▸ **Text excerpt**
Nothing. Say nothing.

Have a seat.

Kel, I don't believe you were
invited to this meeting.

That's all right.
Go ahead. Do your thing.

No, I mean, I really
don't think i--

No, it's ok.
Kel's just like
one of the family.

Yes, like me.
I'm the father,
you know.

Yes, I know.

I've always wanted to meet
kenan's parents.

Oh. Are they
coming, too?

Don't talk!

So why don't you
tell me a little bit
about the two of you?

Mrs. Rockmore,
how did you and your
husband meet?

I said, how did you
meet your husband?

Mom, answer, please!

You said
I couldn't talk.

Ha ha.
Answer the question!

Oh, well,
I met my husband
through...

Kel!

Kel introduced us.

Y-y-you just don't
get it, do you?

Well, I don't understand.
How could--

No, no.
She didn't mean kel,

She meant kel...ege--
college!

Yes, they met in college.

That's right.
We met in college, dear.

Uh, which college?

Uh-uh, kel!

Didn't you bring us
here to tell us
about our kevin?

Kenan! Kenan,
you wacky mom, you.

Well, I'll come
right to the point.

I brought you down here,
mr. And mrs. Rockmore,

To discuss
kenan's schoolwork.

Now, kenan,
you're going to be
severely punished.

No tv for a month!

Dad, not yet.

Oh.

No, no, mr. Rockmore.
What I have to say is good.

Your son is doing
quite well in school.

Ohh!

Oh! Careful!

I--i'm all right.
I'm all right.

But you say
I'm doing well?

Yes, extremely well.

Kenan's score
was one of the highest
on his achievement test,

And I want to discuss colleges
with you, if I may.

Boy, look at this!

Wait, wait,
wait a second.

You brought my parents
down here to say good
stuff about me?

That's right.

▸ **Data supplied**
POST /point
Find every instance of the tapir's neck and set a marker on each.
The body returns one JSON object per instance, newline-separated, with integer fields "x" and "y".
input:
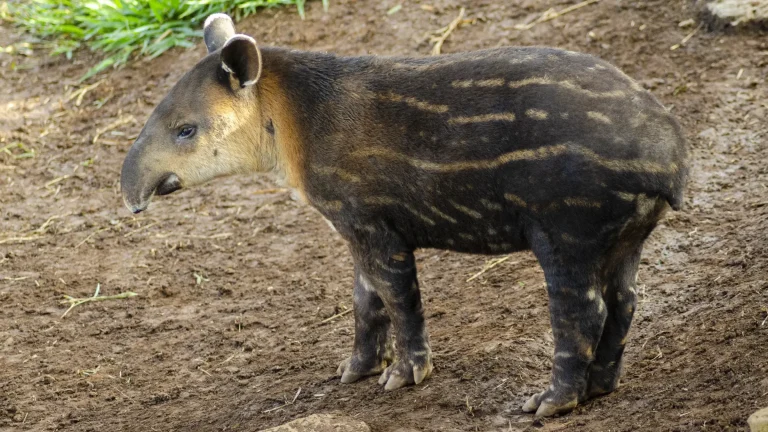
{"x": 294, "y": 95}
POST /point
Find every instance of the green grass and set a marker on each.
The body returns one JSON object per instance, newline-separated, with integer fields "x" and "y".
{"x": 124, "y": 29}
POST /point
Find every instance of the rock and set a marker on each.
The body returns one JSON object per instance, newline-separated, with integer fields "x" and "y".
{"x": 322, "y": 423}
{"x": 723, "y": 14}
{"x": 758, "y": 422}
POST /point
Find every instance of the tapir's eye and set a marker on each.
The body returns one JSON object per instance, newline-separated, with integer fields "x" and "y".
{"x": 187, "y": 131}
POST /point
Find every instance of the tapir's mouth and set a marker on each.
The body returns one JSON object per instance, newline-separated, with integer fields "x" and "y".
{"x": 168, "y": 184}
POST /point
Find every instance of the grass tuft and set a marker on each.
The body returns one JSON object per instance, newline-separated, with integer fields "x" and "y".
{"x": 123, "y": 29}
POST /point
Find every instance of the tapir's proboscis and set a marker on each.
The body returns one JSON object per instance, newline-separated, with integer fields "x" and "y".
{"x": 486, "y": 152}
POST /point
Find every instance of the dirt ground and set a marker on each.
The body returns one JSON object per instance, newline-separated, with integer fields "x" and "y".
{"x": 236, "y": 281}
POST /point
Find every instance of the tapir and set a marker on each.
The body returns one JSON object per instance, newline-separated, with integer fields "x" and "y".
{"x": 485, "y": 152}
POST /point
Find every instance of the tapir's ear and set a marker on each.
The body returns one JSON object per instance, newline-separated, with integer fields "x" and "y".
{"x": 217, "y": 31}
{"x": 242, "y": 58}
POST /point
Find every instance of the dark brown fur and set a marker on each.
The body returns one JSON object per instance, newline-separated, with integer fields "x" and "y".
{"x": 486, "y": 152}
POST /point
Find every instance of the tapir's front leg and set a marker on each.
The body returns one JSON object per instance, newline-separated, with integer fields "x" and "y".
{"x": 373, "y": 344}
{"x": 386, "y": 269}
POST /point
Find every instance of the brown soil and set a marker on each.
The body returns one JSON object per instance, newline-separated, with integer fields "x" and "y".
{"x": 234, "y": 284}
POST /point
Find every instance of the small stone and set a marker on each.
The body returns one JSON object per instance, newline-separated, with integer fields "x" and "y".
{"x": 758, "y": 422}
{"x": 322, "y": 423}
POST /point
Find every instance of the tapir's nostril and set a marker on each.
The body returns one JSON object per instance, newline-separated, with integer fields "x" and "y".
{"x": 170, "y": 183}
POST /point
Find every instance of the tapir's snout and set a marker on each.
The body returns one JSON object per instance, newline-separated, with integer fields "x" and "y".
{"x": 139, "y": 181}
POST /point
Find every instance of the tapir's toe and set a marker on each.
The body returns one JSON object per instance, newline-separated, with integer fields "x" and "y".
{"x": 352, "y": 369}
{"x": 549, "y": 403}
{"x": 403, "y": 373}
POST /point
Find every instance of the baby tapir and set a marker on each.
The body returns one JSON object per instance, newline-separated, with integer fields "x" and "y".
{"x": 485, "y": 152}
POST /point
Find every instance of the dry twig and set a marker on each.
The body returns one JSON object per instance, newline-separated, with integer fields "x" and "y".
{"x": 73, "y": 301}
{"x": 687, "y": 38}
{"x": 489, "y": 265}
{"x": 552, "y": 14}
{"x": 80, "y": 93}
{"x": 285, "y": 404}
{"x": 340, "y": 314}
{"x": 442, "y": 34}
{"x": 119, "y": 122}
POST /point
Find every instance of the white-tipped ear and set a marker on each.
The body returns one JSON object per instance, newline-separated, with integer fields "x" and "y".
{"x": 242, "y": 58}
{"x": 218, "y": 29}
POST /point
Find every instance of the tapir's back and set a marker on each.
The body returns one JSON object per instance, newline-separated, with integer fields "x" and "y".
{"x": 474, "y": 139}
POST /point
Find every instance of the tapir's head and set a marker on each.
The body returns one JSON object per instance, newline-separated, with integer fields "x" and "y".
{"x": 207, "y": 126}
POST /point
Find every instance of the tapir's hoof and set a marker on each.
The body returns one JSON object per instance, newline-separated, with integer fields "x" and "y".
{"x": 548, "y": 403}
{"x": 403, "y": 373}
{"x": 352, "y": 369}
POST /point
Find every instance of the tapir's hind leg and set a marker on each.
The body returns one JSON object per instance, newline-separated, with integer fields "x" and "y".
{"x": 620, "y": 296}
{"x": 373, "y": 347}
{"x": 577, "y": 313}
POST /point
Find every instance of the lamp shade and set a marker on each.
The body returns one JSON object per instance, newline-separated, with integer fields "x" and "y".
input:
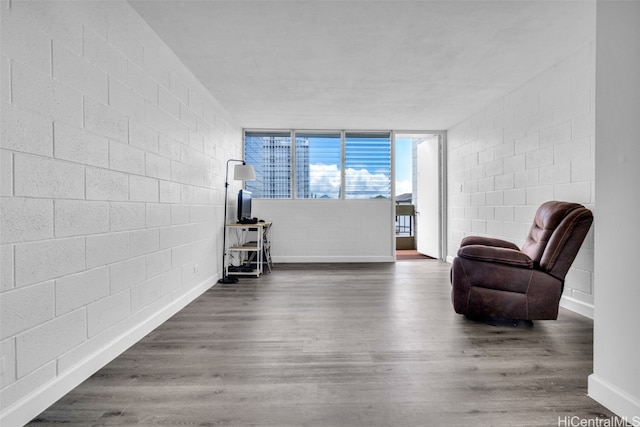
{"x": 244, "y": 173}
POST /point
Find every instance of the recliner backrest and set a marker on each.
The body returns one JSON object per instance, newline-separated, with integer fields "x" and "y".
{"x": 555, "y": 237}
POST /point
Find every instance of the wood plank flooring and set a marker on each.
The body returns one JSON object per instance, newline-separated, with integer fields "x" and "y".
{"x": 340, "y": 345}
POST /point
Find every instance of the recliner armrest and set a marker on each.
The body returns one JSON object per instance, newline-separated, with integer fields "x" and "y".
{"x": 500, "y": 255}
{"x": 488, "y": 241}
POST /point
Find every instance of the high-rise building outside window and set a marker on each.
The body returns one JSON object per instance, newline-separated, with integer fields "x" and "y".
{"x": 270, "y": 155}
{"x": 318, "y": 165}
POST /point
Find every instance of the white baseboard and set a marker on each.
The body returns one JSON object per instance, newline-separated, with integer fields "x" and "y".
{"x": 577, "y": 306}
{"x": 617, "y": 401}
{"x": 26, "y": 409}
{"x": 336, "y": 259}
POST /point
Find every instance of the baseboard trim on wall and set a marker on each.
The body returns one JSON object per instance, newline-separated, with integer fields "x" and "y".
{"x": 325, "y": 259}
{"x": 614, "y": 399}
{"x": 26, "y": 409}
{"x": 577, "y": 306}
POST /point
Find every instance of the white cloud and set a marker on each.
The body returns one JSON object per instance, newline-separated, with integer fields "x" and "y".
{"x": 325, "y": 180}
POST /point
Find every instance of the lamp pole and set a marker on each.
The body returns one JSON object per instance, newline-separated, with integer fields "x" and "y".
{"x": 225, "y": 276}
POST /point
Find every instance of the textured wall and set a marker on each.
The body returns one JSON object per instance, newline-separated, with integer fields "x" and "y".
{"x": 533, "y": 145}
{"x": 112, "y": 167}
{"x": 329, "y": 230}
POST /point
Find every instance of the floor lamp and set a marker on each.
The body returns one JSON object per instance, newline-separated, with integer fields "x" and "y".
{"x": 243, "y": 172}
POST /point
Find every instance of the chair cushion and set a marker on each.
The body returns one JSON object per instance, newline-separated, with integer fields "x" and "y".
{"x": 506, "y": 256}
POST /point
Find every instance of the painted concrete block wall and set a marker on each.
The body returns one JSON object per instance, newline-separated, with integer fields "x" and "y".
{"x": 329, "y": 230}
{"x": 112, "y": 164}
{"x": 533, "y": 145}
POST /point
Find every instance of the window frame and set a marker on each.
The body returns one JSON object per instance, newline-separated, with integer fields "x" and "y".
{"x": 343, "y": 136}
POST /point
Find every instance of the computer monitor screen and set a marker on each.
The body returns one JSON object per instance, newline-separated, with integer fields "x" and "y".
{"x": 244, "y": 204}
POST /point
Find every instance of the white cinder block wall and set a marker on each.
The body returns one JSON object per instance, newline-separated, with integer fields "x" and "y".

▸ **What to do**
(a) Answer these questions using the dialogue excerpt:
(i) Where do Mr. and Mrs. Rockmore finally say they met?
(ii) What punishment is announced for Kenan?
(iii) On what test was Kenan's score one of the highest?
(b) Duplicate everything in the dialogue excerpt from "I brought you" down to "Dad, not yet.".

▸ **Responses for each task**
(a)
(i) In college.
(ii) No TV for a month.
(iii) His achievement test.

(b)
I brought you down here,
mr. And mrs. Rockmore,

To discuss
kenan's schoolwork.

Now, kenan,
you're going to be
severely punished.

No tv for a month!

Dad, not yet.